:: Extracted records ::
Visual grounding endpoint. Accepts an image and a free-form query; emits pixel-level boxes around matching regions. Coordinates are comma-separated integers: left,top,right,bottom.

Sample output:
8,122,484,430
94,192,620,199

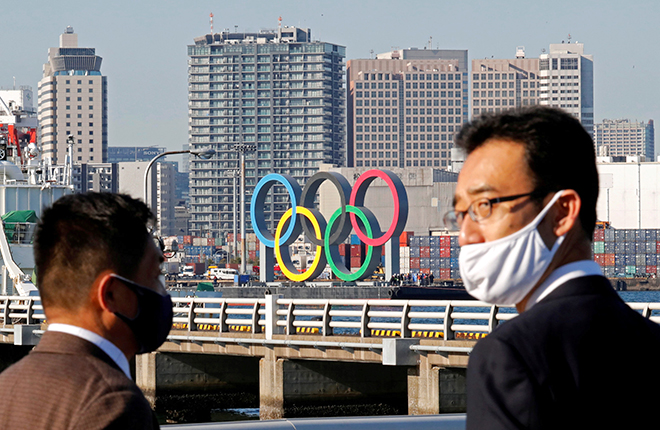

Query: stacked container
401,235,461,279
592,229,660,278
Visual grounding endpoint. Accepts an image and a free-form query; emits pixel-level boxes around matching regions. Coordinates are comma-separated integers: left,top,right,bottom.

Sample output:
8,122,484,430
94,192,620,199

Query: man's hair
456,106,598,240
34,192,155,310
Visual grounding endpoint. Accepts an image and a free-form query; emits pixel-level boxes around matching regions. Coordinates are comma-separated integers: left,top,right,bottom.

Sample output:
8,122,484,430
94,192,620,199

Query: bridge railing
6,296,660,340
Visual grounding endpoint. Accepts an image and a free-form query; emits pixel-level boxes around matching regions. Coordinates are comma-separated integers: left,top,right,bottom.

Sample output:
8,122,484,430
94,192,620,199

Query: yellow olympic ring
275,206,326,282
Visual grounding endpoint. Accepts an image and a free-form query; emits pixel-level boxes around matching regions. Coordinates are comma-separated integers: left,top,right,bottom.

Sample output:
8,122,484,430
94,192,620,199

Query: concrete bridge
0,295,660,419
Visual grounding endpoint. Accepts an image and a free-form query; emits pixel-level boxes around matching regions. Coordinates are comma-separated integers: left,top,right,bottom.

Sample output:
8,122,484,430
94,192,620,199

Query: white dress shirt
48,323,132,379
525,260,603,311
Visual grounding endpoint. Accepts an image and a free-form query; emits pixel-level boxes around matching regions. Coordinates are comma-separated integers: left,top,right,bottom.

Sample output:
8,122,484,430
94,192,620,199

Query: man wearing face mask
445,107,660,429
0,193,172,429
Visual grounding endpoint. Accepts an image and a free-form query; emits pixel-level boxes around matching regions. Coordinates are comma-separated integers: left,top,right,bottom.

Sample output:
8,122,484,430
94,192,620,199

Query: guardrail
163,414,465,430
0,296,660,340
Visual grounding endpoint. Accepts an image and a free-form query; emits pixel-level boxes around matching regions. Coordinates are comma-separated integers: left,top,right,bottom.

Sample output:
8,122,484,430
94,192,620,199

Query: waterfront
161,291,660,422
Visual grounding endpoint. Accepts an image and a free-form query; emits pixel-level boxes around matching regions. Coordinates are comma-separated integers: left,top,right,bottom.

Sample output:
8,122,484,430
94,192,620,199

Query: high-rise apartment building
539,41,594,137
472,46,539,116
38,27,108,164
347,49,468,168
594,119,655,161
188,27,346,237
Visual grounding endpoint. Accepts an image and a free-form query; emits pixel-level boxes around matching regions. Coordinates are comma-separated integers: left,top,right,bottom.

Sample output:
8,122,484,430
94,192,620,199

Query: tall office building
539,40,594,137
188,27,346,237
594,119,655,161
108,146,165,163
347,48,468,168
38,27,108,164
472,43,594,136
472,46,539,116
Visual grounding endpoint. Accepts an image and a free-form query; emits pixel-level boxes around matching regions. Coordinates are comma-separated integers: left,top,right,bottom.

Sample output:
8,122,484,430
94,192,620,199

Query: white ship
0,87,73,296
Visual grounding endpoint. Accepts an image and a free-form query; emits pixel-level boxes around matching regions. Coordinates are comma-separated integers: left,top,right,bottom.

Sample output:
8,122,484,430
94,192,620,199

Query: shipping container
593,242,605,254
603,254,615,266
604,229,615,242
351,257,364,268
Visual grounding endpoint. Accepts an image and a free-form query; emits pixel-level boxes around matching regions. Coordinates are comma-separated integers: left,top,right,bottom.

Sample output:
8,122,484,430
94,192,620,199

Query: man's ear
553,190,582,237
92,271,121,313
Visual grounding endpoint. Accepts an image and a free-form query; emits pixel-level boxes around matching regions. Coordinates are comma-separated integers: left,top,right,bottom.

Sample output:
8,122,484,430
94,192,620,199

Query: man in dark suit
0,193,172,430
445,107,660,429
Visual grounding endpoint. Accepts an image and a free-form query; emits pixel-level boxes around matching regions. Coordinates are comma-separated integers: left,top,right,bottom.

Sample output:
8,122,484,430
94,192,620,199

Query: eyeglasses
442,191,534,230
110,273,167,296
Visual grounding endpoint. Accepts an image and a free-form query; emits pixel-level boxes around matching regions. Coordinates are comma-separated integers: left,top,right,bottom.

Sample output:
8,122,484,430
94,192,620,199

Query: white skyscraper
38,27,108,164
539,42,594,136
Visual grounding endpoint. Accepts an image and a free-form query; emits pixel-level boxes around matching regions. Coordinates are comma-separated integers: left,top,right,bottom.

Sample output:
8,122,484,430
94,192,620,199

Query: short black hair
34,192,155,310
456,106,598,240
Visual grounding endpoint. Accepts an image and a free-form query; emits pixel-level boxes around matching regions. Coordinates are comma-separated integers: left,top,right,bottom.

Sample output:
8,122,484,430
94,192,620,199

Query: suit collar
30,331,124,373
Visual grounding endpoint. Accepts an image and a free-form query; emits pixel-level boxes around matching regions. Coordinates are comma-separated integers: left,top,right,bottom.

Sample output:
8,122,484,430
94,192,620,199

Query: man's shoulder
0,336,152,428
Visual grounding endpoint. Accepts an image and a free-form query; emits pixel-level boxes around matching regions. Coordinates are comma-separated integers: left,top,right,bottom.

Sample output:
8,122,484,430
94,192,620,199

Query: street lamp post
144,149,215,233
225,169,241,260
234,142,257,275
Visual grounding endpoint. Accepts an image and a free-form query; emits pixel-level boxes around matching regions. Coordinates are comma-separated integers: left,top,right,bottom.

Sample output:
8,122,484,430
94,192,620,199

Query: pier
5,295,660,419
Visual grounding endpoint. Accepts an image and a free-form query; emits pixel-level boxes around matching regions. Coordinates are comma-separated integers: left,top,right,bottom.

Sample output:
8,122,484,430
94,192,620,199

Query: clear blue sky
5,0,660,149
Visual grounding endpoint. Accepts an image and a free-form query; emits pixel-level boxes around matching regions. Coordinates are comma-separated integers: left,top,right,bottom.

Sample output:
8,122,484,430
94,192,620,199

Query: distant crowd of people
390,273,435,287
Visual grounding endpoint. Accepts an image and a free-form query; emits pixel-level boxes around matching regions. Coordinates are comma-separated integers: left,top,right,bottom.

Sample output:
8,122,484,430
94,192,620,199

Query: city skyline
0,0,660,149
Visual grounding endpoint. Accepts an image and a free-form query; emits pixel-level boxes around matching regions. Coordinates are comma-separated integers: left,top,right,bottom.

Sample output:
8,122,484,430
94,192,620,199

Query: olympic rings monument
250,169,408,282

:: What you are asked to do ::
Reproduce the stretch of data from the start through the line containing "0,296,660,340", replacing "Sample output" with "Example output" and leaving everything else unchanged. Omit the pictures from your answer.

:: Exercise output ::
Visual grounding endpoint. Accepts an image and a free-form query; emits pixel-level boxes around matching regions. Coordinates are comma-separated integers: left,top,right,bottom.

Example output:
8,122,484,430
94,192,620,199


Query: stacked container
401,235,461,279
592,229,660,278
Visual grounding endpoint. Accepts an image and a free-form query; emits pixel-level boxes around matching regions. Coordinates are comma-separated integers: left,top,right,bottom.

Example output:
8,122,484,430
94,192,620,199

Query: man's hair
456,106,598,240
34,192,155,310
Visual grounding endpoint. Accepts an image and a free-form query; emits pixel-level boxes around matching regions. Coordinates are comma-separated integers: left,top,right,bottom.

Example output:
8,122,484,430
94,192,620,199

Query: bridge railing
6,296,660,340
Visual grounding endpoint. Accepts an image and a free-form query; emits pixel-level boxes around matching regions. Coordinates are comma-separated integers: left,top,right,bottom.

Example output:
8,122,484,430
94,192,620,199

Query: yellow olympic ring
275,206,326,282
Visual grounding endpoint. Accepts an image and a free-form query; emits pixel-level boxes around matching regions. Coordinates are comma-separated integers: left,top,right,bottom.

Example output:
8,122,484,430
94,192,620,199

Query: concrete bridge
0,295,660,419
Visual grounding endpoint. Accepts an image and a free-form query; emits pixel-level boxes around matching regions. Coordinates are comma-separated integers: left,top,right,bottom.

Example output:
8,122,484,430
94,192,620,199

Query: white dress shirt
48,323,132,379
525,260,603,311
Visual grounding endpoint. Accepts an image and a free-form query; emits pixel-level boxes around matching regions. Coordinates are comma-separated integers: left,top,right,bottom.

Example output:
8,122,484,430
94,192,620,199

Query: man wearing face mask
445,107,660,429
0,193,172,429
Visual grounding endpoint. Accepts an image and a free-form query; emits pixel-level boxes around matching regions. Coordinates are comma-separated integers: left,top,right,bottom.

Example output:
8,122,484,430
94,192,620,199

Query: guardrail
163,414,465,430
0,296,660,340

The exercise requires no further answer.